Forum Moderators: open

Message Too Old, No Replies

Google and 404's

finally cleans up database this month

         

Visi

12:08 am on Mar 4, 2003 (gmt 0)

10+ Year Member



Some interesting things I have noticed this month. Although length of time between updates is longer than normal, activity of crawlers 11 and 12 have been extensive this month. More importantly to me is that it actually was returning 404 errors for a change. In other words, google was finally checking their database against my site. I have heard about how pages are supposed to be out of the database after 2-3 months, but for us it has been closer to 6 months. I have noticed some other posts in the past few months also noting this. Very effectivley google has updated ou links this month, removing the pages that are no lomger on our site. Call this everflux if you want but for us an update to reflect what is now on our site. The activity of the freshbot has gone deeper this month than we have ever seen before including over 80 visits in the last 2 days.

Is it possible that google is attempting to verify its databbase this time around, and finally cleaning out the 404 pages. Sure seems like that to us. We are also seeing a high degree of slurp activity, which we indicated earlier seems to be a confirmation of their database also. Activity during the past month has been even greater than googles.

Comments? from those that follow this closer than me?

Brett_Tabke

5:28 am on Mar 13, 2003 (gmt 0)

WebmasterWorld Administrator 10+ Year Member Top Contributors Of The Month



You may have been right. There was some discussion last month about an abnormal amount of 404's in the db. I've not run into a single 404 at this point with the new index.

How did you fare since the update?

JeremyL

5:50 am on Mar 13, 2003 (gmt 0)

10+ Year Member



I did a search for "404 error" on google and came back with about 80K results. While not all will be actual 404 pages as some will be discussing 404's. but for the most part they almost all seemed to be error pages. Anybody know the number before the new index?

On a funny side note, check out [homestarrunner.com...] . Thats the funniest 404 error page Ive found so far :)

Visi

10:02 pm on Apr 9, 2003 (gmt 0)

10+ Year Member



Since the last update most of the previous 404 errors are gone, and freshbot was hitting pretty deep this month on pages we added to replace. This was early in the crawl, and since then much less activity by the freshbot, only 1-2 layers deep and few 404 errors being tabulated. Seems google cleaned up a lot last month in the database. Big changes from previous 6 months. From what I have seen recently, the last months update, at least in our area was a major refresh and verification. Whatever the reason, their databse much cleaner now:)

killroy

1:41 am on Apr 10, 2003 (gmt 0)

WebmasterWorld Senior Member 10+ Year Member



Hmm on one of my sites I simply set the homepage as a 404 error page. How will google deal with that? Will it honour hte 404 server response?

SN

jdMorgan

2:07 am on Apr 10, 2003 (gmt 0)

WebmasterWorld Senior Member 10+ Year Member



There are a lot of screwed-up sites out there - sites which return a 404 page, but not a 404-Not Found server response code. A common error in configuring Apache ErrorDocuments can cause this, as can incorrectly-written custom error-handling scripts. It's always a very good idea to check your server response [webmasterworld.com] to requests for missing pages after setting up custom 404 handlers. I'd be willing to bet that a lot of those 404 pages have this problem.

Jim

Visi

3:58 pm on Apr 11, 2003 (gmt 0)

◆ **Task details**: Please carry on the forum thread about Google and 404 errors from the point where it stops.

◆ **Supplied material**:
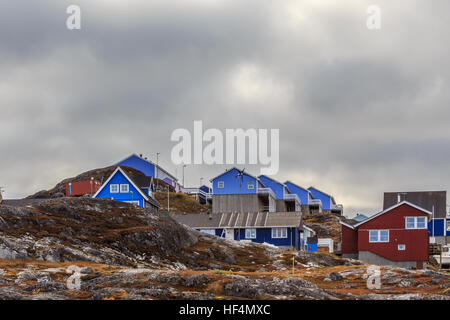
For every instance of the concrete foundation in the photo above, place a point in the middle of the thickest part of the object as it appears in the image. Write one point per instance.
(372, 258)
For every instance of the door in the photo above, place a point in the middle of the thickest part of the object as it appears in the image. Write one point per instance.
(229, 234)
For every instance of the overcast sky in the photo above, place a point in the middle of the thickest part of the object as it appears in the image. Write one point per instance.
(360, 111)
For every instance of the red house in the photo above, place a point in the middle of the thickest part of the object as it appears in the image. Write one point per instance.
(81, 188)
(396, 236)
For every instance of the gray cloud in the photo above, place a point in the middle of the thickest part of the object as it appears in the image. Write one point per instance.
(359, 112)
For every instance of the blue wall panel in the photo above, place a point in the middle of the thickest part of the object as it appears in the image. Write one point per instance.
(119, 179)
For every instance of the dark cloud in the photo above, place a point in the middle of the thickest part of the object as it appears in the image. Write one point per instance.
(359, 112)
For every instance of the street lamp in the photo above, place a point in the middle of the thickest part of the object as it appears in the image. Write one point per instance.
(157, 169)
(184, 166)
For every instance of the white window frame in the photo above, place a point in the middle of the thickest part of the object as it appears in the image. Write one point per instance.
(416, 219)
(111, 188)
(378, 236)
(279, 233)
(250, 233)
(136, 202)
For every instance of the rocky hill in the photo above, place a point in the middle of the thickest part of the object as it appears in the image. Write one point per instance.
(126, 252)
(178, 202)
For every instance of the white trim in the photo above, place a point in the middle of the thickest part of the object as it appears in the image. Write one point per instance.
(124, 184)
(249, 230)
(278, 229)
(379, 235)
(128, 178)
(115, 185)
(415, 223)
(391, 208)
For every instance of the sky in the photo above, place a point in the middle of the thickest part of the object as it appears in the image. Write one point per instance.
(360, 111)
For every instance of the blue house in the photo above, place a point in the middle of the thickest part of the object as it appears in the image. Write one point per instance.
(282, 229)
(150, 169)
(124, 187)
(285, 199)
(238, 191)
(327, 200)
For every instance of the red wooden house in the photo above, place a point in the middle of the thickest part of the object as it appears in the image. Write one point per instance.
(81, 188)
(396, 236)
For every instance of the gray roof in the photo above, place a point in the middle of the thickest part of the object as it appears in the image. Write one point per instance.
(240, 220)
(424, 199)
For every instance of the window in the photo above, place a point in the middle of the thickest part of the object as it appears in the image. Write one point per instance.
(416, 223)
(135, 202)
(250, 233)
(114, 188)
(279, 232)
(379, 236)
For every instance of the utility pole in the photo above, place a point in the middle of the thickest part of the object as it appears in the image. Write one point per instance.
(184, 166)
(157, 169)
(168, 199)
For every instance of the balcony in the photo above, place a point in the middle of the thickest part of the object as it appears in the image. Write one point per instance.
(292, 197)
(337, 207)
(266, 191)
(315, 202)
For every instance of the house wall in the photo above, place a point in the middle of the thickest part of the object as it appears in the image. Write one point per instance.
(119, 178)
(280, 206)
(303, 194)
(232, 184)
(80, 188)
(439, 227)
(349, 241)
(326, 199)
(372, 258)
(233, 202)
(416, 241)
(265, 235)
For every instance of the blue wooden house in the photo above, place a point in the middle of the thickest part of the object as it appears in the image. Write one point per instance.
(150, 169)
(285, 199)
(124, 187)
(282, 229)
(327, 200)
(238, 191)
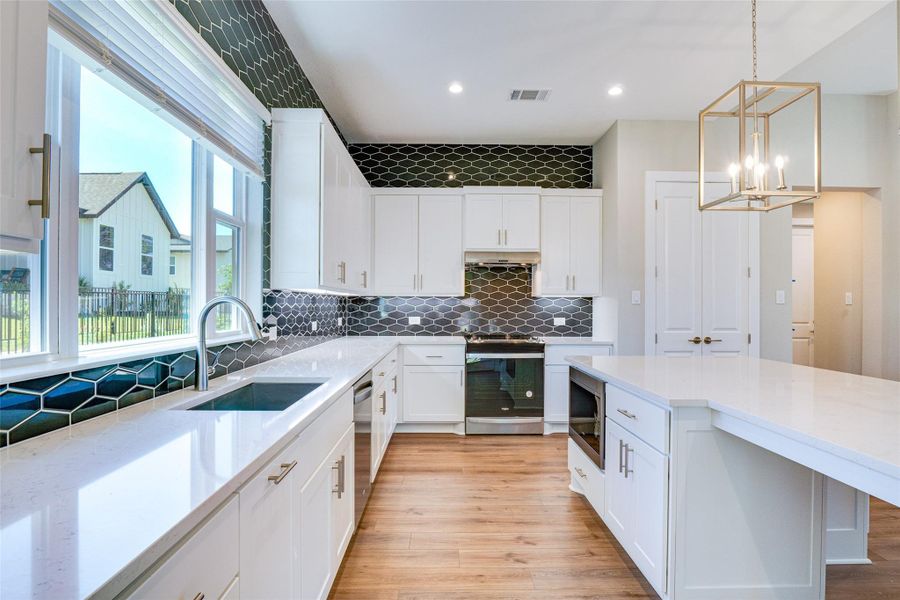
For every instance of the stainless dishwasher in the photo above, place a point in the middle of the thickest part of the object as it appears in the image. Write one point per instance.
(362, 442)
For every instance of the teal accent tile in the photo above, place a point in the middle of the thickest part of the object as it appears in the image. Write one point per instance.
(42, 422)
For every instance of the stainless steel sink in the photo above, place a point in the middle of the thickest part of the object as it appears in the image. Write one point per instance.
(260, 396)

◆ **Response to the task**:
10+ Year Member



Brett for your question in the casandra thread...64.68.82.78 bot is definitly rerunning database, checking the 404 pages again. These pages long gone before last 4 crawls. Started from a database, at least two crawls previous. Cycle looks like crawl, update, checks pages from previous crawl with IP's we call freshbots.

chiyo

4:33 pm on Apr 11, 2003 (gmt 0)

WebmasterWorld Senior Member 10+ Year Member



ok jdmorgan, when i tried the tool for a non-existant file on our host where we have set up 404 custom error pages via their control panel (pair networks) we get the "302-Found" response. Does this mean that if this was once a legitimate page, but is now removed, that Google will never know. Any experts out there, (especially using Pair) who can tell me how to sort this out so google and others really DO know it's gone?

Visi

1:05 am on May 21, 2003 (gmt 0)

10+ Year Member



Knew this post was around here somewhere:)

April 11, 2003:

Have to say no at this time. Have commented before on this and am cnvinced that this is now a function of freshbot. Seems that the deep bot just crawls and then during the following month, the freshbot confirms the 404 errors. Have seen this cycle over the past couple of months, and tends to be 8-10 weeks after the deep crawl for the database to shed all the old links. On the other hand these links may not be displayed. but freshbot seems to be one cycle behind the deepcrawl (maybe even 2? cycles)as to which database it is confirming to as far as 404 errors. Just our observations on what we have been seeing in our logs from a major site update last year. Also noticed that Slurp is also rehitting the 404's extensively the last 12 weeks. Yes our 404 page is correctly serving up a 404 code. In this area since the announcement with yahoo it has become repetative and frequent. Not quite sure what that means yet, but no doubt here both engines trying ways to get database current. Just my 2 cents worth.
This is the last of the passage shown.